_Aim of the task_
Can you reproduce all of the material below word for word, leaving out the pictures?

----- Data in this exercise

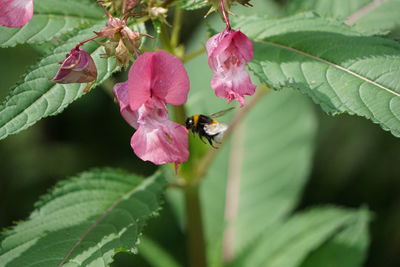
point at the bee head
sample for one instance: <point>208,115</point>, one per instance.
<point>189,122</point>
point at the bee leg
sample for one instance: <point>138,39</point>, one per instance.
<point>209,139</point>
<point>202,140</point>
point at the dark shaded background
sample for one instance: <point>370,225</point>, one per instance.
<point>356,163</point>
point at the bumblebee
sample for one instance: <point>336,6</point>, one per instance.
<point>206,127</point>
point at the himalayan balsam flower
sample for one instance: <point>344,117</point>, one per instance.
<point>15,13</point>
<point>155,79</point>
<point>78,67</point>
<point>228,53</point>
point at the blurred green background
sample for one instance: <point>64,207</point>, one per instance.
<point>355,163</point>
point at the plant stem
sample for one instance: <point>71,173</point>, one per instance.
<point>165,39</point>
<point>194,54</point>
<point>176,27</point>
<point>194,219</point>
<point>194,227</point>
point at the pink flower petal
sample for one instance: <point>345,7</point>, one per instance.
<point>170,79</point>
<point>157,75</point>
<point>233,86</point>
<point>161,143</point>
<point>140,80</point>
<point>243,45</point>
<point>78,67</point>
<point>121,93</point>
<point>228,53</point>
<point>15,13</point>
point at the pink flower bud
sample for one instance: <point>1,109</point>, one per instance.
<point>78,67</point>
<point>228,53</point>
<point>15,13</point>
<point>158,75</point>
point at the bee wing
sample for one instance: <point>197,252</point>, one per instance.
<point>215,128</point>
<point>221,113</point>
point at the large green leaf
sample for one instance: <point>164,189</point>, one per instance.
<point>289,244</point>
<point>346,249</point>
<point>365,15</point>
<point>339,68</point>
<point>51,19</point>
<point>337,9</point>
<point>37,97</point>
<point>84,221</point>
<point>273,155</point>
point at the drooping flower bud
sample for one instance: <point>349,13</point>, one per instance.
<point>228,53</point>
<point>15,13</point>
<point>77,67</point>
<point>154,80</point>
<point>122,42</point>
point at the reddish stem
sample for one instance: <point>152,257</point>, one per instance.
<point>87,40</point>
<point>225,15</point>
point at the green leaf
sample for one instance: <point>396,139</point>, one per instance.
<point>192,4</point>
<point>342,70</point>
<point>288,244</point>
<point>346,249</point>
<point>383,18</point>
<point>84,221</point>
<point>37,97</point>
<point>327,8</point>
<point>272,158</point>
<point>52,18</point>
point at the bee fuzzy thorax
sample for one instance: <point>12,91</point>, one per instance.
<point>206,127</point>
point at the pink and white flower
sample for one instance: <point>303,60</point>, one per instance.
<point>228,53</point>
<point>77,67</point>
<point>155,79</point>
<point>15,13</point>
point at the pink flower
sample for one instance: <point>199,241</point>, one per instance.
<point>78,67</point>
<point>154,80</point>
<point>15,13</point>
<point>228,53</point>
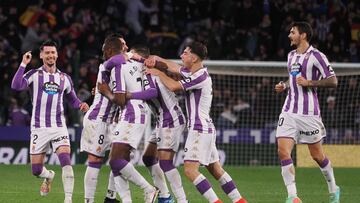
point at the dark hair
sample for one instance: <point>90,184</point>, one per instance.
<point>48,42</point>
<point>118,35</point>
<point>113,43</point>
<point>142,50</point>
<point>303,27</point>
<point>199,49</point>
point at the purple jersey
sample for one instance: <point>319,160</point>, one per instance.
<point>102,108</point>
<point>48,90</point>
<point>165,105</point>
<point>198,87</point>
<point>312,65</point>
<point>130,79</point>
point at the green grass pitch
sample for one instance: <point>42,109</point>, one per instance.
<point>257,184</point>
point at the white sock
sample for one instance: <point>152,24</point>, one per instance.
<point>130,173</point>
<point>328,173</point>
<point>159,180</point>
<point>90,181</point>
<point>174,179</point>
<point>68,181</point>
<point>226,183</point>
<point>122,187</point>
<point>288,174</point>
<point>201,183</point>
<point>111,192</point>
<point>45,173</point>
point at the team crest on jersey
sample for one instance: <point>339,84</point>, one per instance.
<point>295,69</point>
<point>51,88</point>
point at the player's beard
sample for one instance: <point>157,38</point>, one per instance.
<point>50,64</point>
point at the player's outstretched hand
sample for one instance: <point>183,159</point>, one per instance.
<point>153,71</point>
<point>151,61</point>
<point>93,90</point>
<point>280,87</point>
<point>302,81</point>
<point>103,88</point>
<point>26,58</point>
<point>84,107</point>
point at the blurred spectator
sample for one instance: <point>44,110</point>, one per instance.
<point>18,116</point>
<point>133,9</point>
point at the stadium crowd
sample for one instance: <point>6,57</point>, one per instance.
<point>232,29</point>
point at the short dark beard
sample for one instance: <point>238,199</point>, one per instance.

----------

_Solved problem_
point at the bee head
sample for one instance: <point>208,115</point>, one per instance.
<point>189,122</point>
point at the bee leg
sample for one instance: <point>138,39</point>, one per instance.
<point>209,139</point>
<point>202,140</point>
point at the dark shaded background
sample for one instance: <point>370,225</point>, one per instance.
<point>356,163</point>
point at the bumblebee
sample for one instance: <point>336,6</point>, one per instance.
<point>206,127</point>
point at the himalayan balsam flower
sample for one instance: <point>344,117</point>, one per instance.
<point>15,13</point>
<point>155,79</point>
<point>78,67</point>
<point>228,53</point>
point at the blurred green background
sample for one instance: <point>64,207</point>, one per instance.
<point>355,163</point>
point at the plant stem
sample for one instance: <point>71,173</point>, one per instance.
<point>165,39</point>
<point>194,54</point>
<point>176,27</point>
<point>194,219</point>
<point>194,227</point>
point at the pink flower petal
sample for one instance: <point>345,7</point>, one per instance.
<point>170,79</point>
<point>157,75</point>
<point>233,86</point>
<point>161,143</point>
<point>140,80</point>
<point>243,45</point>
<point>78,67</point>
<point>121,93</point>
<point>228,53</point>
<point>15,13</point>
point at the pink flower bud
sample for one instance: <point>1,109</point>, one per instance.
<point>78,67</point>
<point>228,53</point>
<point>15,13</point>
<point>158,75</point>
point at the bee wing
sample for one instance: <point>197,252</point>, one per instance.
<point>215,128</point>
<point>221,113</point>
point at the large green leaf
sample for one instance: <point>164,189</point>, one per instance.
<point>289,244</point>
<point>346,249</point>
<point>365,15</point>
<point>339,68</point>
<point>51,19</point>
<point>337,9</point>
<point>37,97</point>
<point>84,221</point>
<point>273,155</point>
point at the drooping flower bud
sample for one instance: <point>349,13</point>, one per instance.
<point>228,53</point>
<point>15,13</point>
<point>77,67</point>
<point>154,80</point>
<point>122,42</point>
point at the reddish stem
sample for one instance: <point>152,257</point>, one per instance.
<point>87,40</point>
<point>225,15</point>
point at the green leaf
sample for one instance: <point>396,139</point>, one per instance.
<point>192,4</point>
<point>342,70</point>
<point>288,244</point>
<point>346,249</point>
<point>383,18</point>
<point>84,221</point>
<point>37,97</point>
<point>327,8</point>
<point>272,158</point>
<point>52,18</point>
point at the bee fuzzy thorax
sample for one instance: <point>12,91</point>, one per instance.
<point>206,127</point>
point at the pink and white flower
sample for one instance: <point>303,60</point>, one per instance.
<point>228,53</point>
<point>77,67</point>
<point>155,79</point>
<point>15,13</point>
point at the pink flower
sample for one instance: <point>199,241</point>, one per instance.
<point>78,67</point>
<point>154,80</point>
<point>15,13</point>
<point>228,53</point>
point at the dark hair
sample for one instance: <point>90,184</point>, one per instance.
<point>48,42</point>
<point>118,35</point>
<point>113,43</point>
<point>142,50</point>
<point>303,27</point>
<point>199,49</point>
point at the purple jersey
sample for one instance: <point>319,160</point>, one per instance.
<point>102,108</point>
<point>48,90</point>
<point>165,105</point>
<point>198,87</point>
<point>312,65</point>
<point>130,79</point>
point at the green grass pitch
sample for one instance: <point>42,109</point>, one per instance.
<point>257,184</point>
point at the white sock
sample for one instance: <point>152,24</point>, one per instance.
<point>130,173</point>
<point>328,173</point>
<point>159,180</point>
<point>90,181</point>
<point>174,179</point>
<point>68,181</point>
<point>226,183</point>
<point>122,187</point>
<point>288,174</point>
<point>201,183</point>
<point>111,192</point>
<point>45,173</point>
point at the team crest on jersey
sample for one instance: <point>339,84</point>, one per instance.
<point>295,69</point>
<point>51,88</point>
point at the player's beard
sample for one instance: <point>157,38</point>, one per instance.
<point>50,64</point>
point at the player's outstretched hand
sample for one instance: <point>183,159</point>, one per instance.
<point>153,71</point>
<point>151,61</point>
<point>93,90</point>
<point>280,87</point>
<point>302,81</point>
<point>103,88</point>
<point>26,58</point>
<point>84,107</point>
point at the blurred spectator
sample for one instance: <point>44,110</point>, one per instance.
<point>18,116</point>
<point>133,9</point>
point at the stadium crowd
sample for one instance: <point>6,57</point>, one per instance.
<point>232,29</point>
point at the short dark beard
sample for one instance: <point>238,199</point>, one per instance.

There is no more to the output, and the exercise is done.